Data excerpts:
::::::::
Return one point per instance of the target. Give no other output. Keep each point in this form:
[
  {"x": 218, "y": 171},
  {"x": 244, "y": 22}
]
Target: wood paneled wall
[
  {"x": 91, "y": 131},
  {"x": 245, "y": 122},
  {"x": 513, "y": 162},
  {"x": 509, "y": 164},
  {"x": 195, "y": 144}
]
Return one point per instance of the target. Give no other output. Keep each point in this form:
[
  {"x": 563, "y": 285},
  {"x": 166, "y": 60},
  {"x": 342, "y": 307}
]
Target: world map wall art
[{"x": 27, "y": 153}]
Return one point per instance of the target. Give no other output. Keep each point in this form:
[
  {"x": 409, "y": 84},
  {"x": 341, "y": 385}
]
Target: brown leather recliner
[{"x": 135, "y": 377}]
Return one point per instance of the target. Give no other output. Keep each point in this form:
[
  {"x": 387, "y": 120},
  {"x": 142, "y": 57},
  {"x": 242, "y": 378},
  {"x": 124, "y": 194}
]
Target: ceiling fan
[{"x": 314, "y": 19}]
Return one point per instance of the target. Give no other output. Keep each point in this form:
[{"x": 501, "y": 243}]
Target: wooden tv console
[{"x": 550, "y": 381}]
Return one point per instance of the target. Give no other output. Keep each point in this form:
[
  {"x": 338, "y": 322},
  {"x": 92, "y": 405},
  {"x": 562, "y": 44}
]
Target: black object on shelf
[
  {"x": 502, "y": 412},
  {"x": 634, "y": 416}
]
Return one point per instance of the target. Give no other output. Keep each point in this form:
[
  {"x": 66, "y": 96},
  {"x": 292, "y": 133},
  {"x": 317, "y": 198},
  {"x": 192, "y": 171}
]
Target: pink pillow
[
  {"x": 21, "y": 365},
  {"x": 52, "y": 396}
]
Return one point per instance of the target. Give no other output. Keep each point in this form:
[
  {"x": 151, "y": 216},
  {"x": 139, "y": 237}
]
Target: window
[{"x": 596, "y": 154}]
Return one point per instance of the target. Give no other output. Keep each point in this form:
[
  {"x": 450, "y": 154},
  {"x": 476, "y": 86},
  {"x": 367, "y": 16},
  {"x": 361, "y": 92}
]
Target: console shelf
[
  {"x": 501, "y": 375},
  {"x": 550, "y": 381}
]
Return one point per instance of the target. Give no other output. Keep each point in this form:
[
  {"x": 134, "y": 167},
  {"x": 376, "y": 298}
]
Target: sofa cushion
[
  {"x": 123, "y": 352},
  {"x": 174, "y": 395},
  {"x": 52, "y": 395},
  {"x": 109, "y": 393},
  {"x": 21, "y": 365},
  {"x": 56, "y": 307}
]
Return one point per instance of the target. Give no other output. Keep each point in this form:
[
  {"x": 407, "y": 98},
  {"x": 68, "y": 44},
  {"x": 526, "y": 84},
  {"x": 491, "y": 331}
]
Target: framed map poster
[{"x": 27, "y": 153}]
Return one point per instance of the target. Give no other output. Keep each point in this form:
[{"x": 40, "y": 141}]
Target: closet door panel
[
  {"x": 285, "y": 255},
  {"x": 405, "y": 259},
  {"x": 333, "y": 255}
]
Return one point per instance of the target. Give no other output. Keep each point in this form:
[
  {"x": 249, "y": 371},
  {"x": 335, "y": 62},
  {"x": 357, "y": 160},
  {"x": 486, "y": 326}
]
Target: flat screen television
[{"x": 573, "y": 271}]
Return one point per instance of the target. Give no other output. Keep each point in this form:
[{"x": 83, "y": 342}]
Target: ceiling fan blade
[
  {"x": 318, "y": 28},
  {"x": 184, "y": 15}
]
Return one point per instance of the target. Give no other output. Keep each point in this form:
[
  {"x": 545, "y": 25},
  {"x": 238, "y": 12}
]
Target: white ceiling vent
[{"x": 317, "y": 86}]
::::::::
- EXERCISE BRIEF: Copy out the records once more, with nothing altered.

- SOLUTION TO THIS EXERCISE:
Return one point per instance of the target. Give no other output. Keep each point in this form:
[
  {"x": 218, "y": 171},
  {"x": 244, "y": 22}
]
Target: wood paneled wall
[
  {"x": 91, "y": 131},
  {"x": 245, "y": 122},
  {"x": 513, "y": 162},
  {"x": 509, "y": 164},
  {"x": 195, "y": 144}
]
Return one point per instance of the target. Give no other output. Keep each point in this form:
[
  {"x": 563, "y": 285},
  {"x": 166, "y": 60},
  {"x": 342, "y": 307}
]
Target: world map wall art
[{"x": 27, "y": 153}]
Return one point per instance of the target. Give no other output. Keep each point in this form:
[
  {"x": 409, "y": 84},
  {"x": 341, "y": 385}
]
Target: brown leather recliner
[{"x": 135, "y": 377}]
Return one point per instance of the target. Give no other output. Keep each point in this form:
[
  {"x": 387, "y": 120},
  {"x": 142, "y": 57},
  {"x": 242, "y": 378},
  {"x": 124, "y": 194}
]
Target: ceiling fan
[{"x": 314, "y": 19}]
Return one point per instance of the target. Give no other output. Keep each point in this form:
[{"x": 501, "y": 243}]
Target: wooden tv console
[{"x": 550, "y": 381}]
Return one point per instance of the target. Give no other output. Keep each point in this form:
[
  {"x": 338, "y": 322},
  {"x": 92, "y": 405},
  {"x": 562, "y": 44}
]
Target: black object on shelf
[
  {"x": 502, "y": 412},
  {"x": 634, "y": 416}
]
Return one point per instance of the target. Give no other output. Keep each point in this form:
[
  {"x": 66, "y": 96},
  {"x": 292, "y": 133},
  {"x": 317, "y": 198},
  {"x": 192, "y": 171}
]
Target: pink pillow
[
  {"x": 21, "y": 365},
  {"x": 52, "y": 396}
]
Return one point per instance of the target. Give no other output. Keep each point in this form:
[
  {"x": 151, "y": 216},
  {"x": 139, "y": 237}
]
Target: window
[{"x": 596, "y": 154}]
Return one point per instance of the target. Give no other output. Keep each point in this form:
[
  {"x": 450, "y": 154},
  {"x": 476, "y": 86},
  {"x": 367, "y": 16},
  {"x": 361, "y": 92}
]
Target: console shelf
[
  {"x": 501, "y": 375},
  {"x": 550, "y": 381}
]
Return one point per instance of the target. Give no other output. Keep each point in this form:
[
  {"x": 134, "y": 167},
  {"x": 376, "y": 298}
]
Target: sofa cushion
[
  {"x": 123, "y": 352},
  {"x": 174, "y": 395},
  {"x": 52, "y": 395},
  {"x": 109, "y": 393},
  {"x": 21, "y": 365},
  {"x": 56, "y": 307}
]
Return one point per instance of the target. Give no other output. Keep each point in this form:
[
  {"x": 407, "y": 98},
  {"x": 68, "y": 44},
  {"x": 526, "y": 84},
  {"x": 491, "y": 331}
]
Target: framed map poster
[{"x": 27, "y": 153}]
Return one point per instance of the target. Give no other output. Keep each point in this form:
[{"x": 40, "y": 141}]
Target: closet door panel
[
  {"x": 285, "y": 255},
  {"x": 405, "y": 259},
  {"x": 333, "y": 255}
]
Return one point per instance of the target. Give no other output. Keep each point in this form:
[
  {"x": 249, "y": 371},
  {"x": 335, "y": 62},
  {"x": 357, "y": 160},
  {"x": 486, "y": 326}
]
Target: flat screen television
[{"x": 573, "y": 271}]
Return one point per instance of the target. Give no other output. Keep each point in this form:
[{"x": 83, "y": 342}]
Target: ceiling fan blade
[
  {"x": 318, "y": 28},
  {"x": 184, "y": 15}
]
Return one point per instance of the target. Give no other output. Keep each point in this form:
[
  {"x": 545, "y": 25},
  {"x": 238, "y": 12}
]
Target: white ceiling vent
[{"x": 317, "y": 86}]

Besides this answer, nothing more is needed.